Problema proposto a:
Reproduza fielmente o trecho da listagem que começa no início dela e termina na linha que contém "<point>156,81</point>", incluindo as duas pontas. Deixe as imagens de fora da resposta.

Texto fornecido:
☆ ☆ ☆ ☆ ☆ ☆ ☆

Nas redes de laços fracos, as relações entre os indivíduos são mais frágeis e efêmeras, com a possibilidade de que tais conexões se desfaçam com maior facilidade. Nelas, os indivíduos que participam normalmente são significativamente heterogêneos entre si e desenvolvem redes ramificadas com diversos grupos sociais, espaços geográficos e valores morais.
O projeto esportivo, mais especificamente futebolístico, estrutura-se a partir das experiências no campo do esporte, do capital (corporal), das percepções individuais e familiares sobre o sistema educacional e o esportivo, dos amigos e dos grupos de referência com o esporte, das possibilidades jurídicas e trabalhistas dadas para este tipo de atividade e do capital social relacionado às redes sociais que atuam em função do projeto idealizado.
Demonstraremos como essas redes influenciaram na formação das crenças, nas escolhas e nas estratégias das cinco famílias analisadas, argumentando como os laços fortes e fracos, no sentido proposto por Granovetter (1983), são fundamentais para a construção de trajetórias de sucesso no futebol, com tonalidades múltiplas que envolvem a família nuclear, a família extensa e outras instituições. Cada família analisada construiu a trajetória dos jovens futebolistas em interação com suas redes. A análise detalhada desses processos permitiu-nos desvelar regularidades e compará-las, ao mesmo tempo que identificamos singularidades em cada caso. Trata-se de um cenário multifacetado no qual ações individuais, escolhas, estratégias e metamorfoses em projetos estão presentes.7
A dinâmica dos projetos futebolísticos
A família é peça central na profissionalização de jovens no futebol e as ações dela dentro do próprio núcleo familiar se mostraram necessárias no entendimento e na condução social pelo campo de possibilidades. Tais ações, quando acompanhadas de relações e agenciamentos com indivíduos fora da família e com conexões diversas, ajudam a maximizar o campo de possibilidades dos jovens e a fortalecer as crenças das famílias no projeto de profissionalização no futebol.

☆ ☆ ☆ ☆ ☆ ☆ ☆

Dados extraídos:
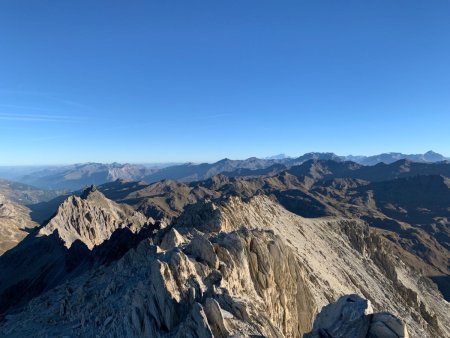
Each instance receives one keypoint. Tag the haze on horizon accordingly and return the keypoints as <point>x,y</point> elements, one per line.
<point>200,81</point>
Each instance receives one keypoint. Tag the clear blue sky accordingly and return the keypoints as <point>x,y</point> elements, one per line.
<point>156,81</point>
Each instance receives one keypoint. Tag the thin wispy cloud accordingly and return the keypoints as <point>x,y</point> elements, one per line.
<point>38,117</point>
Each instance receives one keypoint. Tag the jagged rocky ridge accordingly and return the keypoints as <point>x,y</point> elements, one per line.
<point>234,267</point>
<point>92,219</point>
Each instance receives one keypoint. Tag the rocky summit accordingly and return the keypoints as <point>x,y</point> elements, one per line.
<point>307,252</point>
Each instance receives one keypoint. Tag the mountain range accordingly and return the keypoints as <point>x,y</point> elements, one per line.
<point>78,176</point>
<point>232,249</point>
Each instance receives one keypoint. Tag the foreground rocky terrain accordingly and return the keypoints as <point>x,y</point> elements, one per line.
<point>309,251</point>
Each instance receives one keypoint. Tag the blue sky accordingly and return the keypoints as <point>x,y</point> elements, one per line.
<point>157,81</point>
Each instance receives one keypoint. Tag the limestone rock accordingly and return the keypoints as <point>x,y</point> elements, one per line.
<point>351,317</point>
<point>92,218</point>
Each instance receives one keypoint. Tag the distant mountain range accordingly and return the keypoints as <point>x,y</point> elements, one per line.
<point>219,254</point>
<point>77,176</point>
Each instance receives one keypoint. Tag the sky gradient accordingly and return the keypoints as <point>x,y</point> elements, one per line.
<point>160,81</point>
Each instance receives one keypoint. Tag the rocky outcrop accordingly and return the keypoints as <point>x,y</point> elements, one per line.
<point>352,317</point>
<point>92,219</point>
<point>242,269</point>
<point>243,283</point>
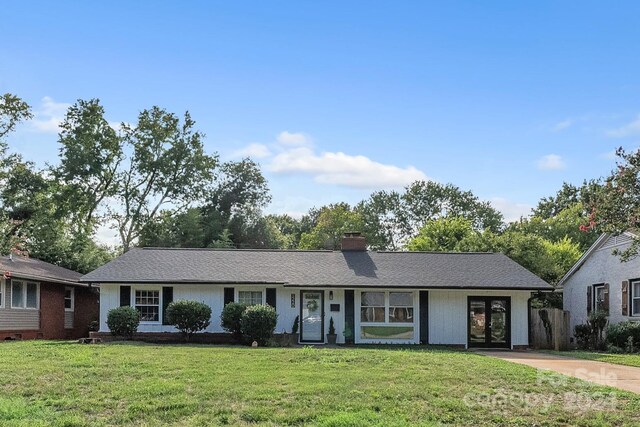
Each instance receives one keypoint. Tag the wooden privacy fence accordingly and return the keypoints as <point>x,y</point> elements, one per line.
<point>549,328</point>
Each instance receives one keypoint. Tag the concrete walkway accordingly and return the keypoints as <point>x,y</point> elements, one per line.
<point>623,377</point>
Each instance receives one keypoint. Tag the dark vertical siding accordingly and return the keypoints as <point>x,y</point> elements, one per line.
<point>424,317</point>
<point>349,315</point>
<point>167,298</point>
<point>228,295</point>
<point>271,297</point>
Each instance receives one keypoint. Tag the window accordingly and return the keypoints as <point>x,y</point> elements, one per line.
<point>24,294</point>
<point>372,307</point>
<point>250,297</point>
<point>68,299</point>
<point>386,316</point>
<point>148,305</point>
<point>599,302</point>
<point>635,298</point>
<point>400,307</point>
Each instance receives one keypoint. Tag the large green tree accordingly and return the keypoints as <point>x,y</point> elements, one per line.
<point>166,169</point>
<point>329,227</point>
<point>616,208</point>
<point>391,218</point>
<point>90,155</point>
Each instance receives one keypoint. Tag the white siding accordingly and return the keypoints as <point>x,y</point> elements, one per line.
<point>600,267</point>
<point>213,296</point>
<point>447,310</point>
<point>448,316</point>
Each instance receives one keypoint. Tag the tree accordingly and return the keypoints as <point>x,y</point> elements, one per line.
<point>90,155</point>
<point>445,234</point>
<point>333,221</point>
<point>167,168</point>
<point>616,208</point>
<point>13,110</point>
<point>391,219</point>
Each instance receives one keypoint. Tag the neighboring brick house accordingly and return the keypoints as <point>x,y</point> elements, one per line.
<point>600,281</point>
<point>42,300</point>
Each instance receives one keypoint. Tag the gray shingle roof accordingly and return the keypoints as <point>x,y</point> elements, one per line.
<point>317,268</point>
<point>34,269</point>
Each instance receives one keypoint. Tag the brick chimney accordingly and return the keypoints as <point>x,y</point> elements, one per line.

☆ ☆ ☆ ☆ ☆ ☆ ☆

Problema proposto b:
De acordo com o texto sobre projetos futebolísticos, como costumam ser entre si os indivíduos que participam das redes de laços fracos?

Resposta do exercício a:
Each instance receives one keypoint. Tag the haze on horizon accordingly and return the keypoints as <point>x,y</point> elements, one per line.
<point>200,81</point>
Each instance receives one keypoint. Tag the clear blue sky accordingly and return the keypoints as <point>x,y</point> elements, one per line.
<point>156,81</point>

Resposta do exercício b:
Normalmente são significativamente heterogêneos entre si.